■ Given data ■

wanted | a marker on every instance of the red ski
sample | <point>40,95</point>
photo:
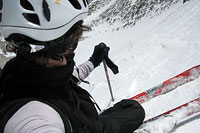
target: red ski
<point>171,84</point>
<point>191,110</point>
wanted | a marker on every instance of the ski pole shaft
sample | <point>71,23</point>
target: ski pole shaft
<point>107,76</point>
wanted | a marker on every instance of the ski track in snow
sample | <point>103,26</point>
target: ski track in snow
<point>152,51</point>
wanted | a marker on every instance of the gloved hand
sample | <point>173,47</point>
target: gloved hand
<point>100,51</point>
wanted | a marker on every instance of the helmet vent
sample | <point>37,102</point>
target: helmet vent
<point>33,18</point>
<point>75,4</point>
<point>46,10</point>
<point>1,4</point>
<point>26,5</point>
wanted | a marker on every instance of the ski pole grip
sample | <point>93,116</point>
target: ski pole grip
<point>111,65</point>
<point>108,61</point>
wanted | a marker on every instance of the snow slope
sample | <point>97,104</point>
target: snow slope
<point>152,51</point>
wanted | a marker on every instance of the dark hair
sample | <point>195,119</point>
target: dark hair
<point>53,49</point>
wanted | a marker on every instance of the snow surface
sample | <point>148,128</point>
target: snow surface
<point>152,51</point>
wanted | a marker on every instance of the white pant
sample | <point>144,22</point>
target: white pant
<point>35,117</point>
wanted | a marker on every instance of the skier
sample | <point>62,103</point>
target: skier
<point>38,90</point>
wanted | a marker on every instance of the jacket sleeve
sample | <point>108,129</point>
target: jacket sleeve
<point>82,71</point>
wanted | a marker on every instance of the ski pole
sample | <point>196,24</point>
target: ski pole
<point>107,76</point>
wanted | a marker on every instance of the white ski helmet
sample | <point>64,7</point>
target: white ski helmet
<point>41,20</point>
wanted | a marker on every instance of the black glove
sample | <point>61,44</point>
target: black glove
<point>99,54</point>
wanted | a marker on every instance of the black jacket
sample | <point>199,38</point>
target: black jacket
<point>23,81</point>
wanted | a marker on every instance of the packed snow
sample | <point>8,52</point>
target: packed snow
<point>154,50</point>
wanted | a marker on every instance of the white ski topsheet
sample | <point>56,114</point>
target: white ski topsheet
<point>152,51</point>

■ Assignment ■
From the records above, transcribe without alteration every line from the one with "target: red ski" to the one with "sample | <point>62,103</point>", inclusive.

■ Finished task ■
target: red ski
<point>171,84</point>
<point>191,110</point>
wanted | a marker on every instance of the ski pole shaft
sample | <point>71,23</point>
target: ski pole shaft
<point>107,76</point>
wanted | a marker on every instance of the ski track in snow
sample | <point>103,26</point>
target: ski track in snow
<point>152,51</point>
wanted | a marker on every instance of the gloved hand
sample | <point>173,47</point>
target: gloved hand
<point>100,51</point>
wanted | a marker on every instance of the helmet vent
sample | <point>37,102</point>
target: helmet vent
<point>33,18</point>
<point>75,4</point>
<point>46,10</point>
<point>1,4</point>
<point>26,5</point>
wanted | a marker on every instance of the ski pole grip
sample | <point>93,116</point>
target: ski pole grip
<point>111,65</point>
<point>108,61</point>
wanted | a marker on every instance of the snow slope
sample | <point>97,104</point>
target: snow slope
<point>152,51</point>
wanted | a marker on every instance of the dark hair
sample | <point>195,119</point>
target: dark hair
<point>53,49</point>
wanted | a marker on every instance of the snow surface
sample | <point>148,128</point>
target: snow surface
<point>152,51</point>
wanted | a marker on every instance of the white pant
sample | <point>144,22</point>
target: white pant
<point>35,117</point>
wanted | a marker on every instance of the skier
sample | <point>62,103</point>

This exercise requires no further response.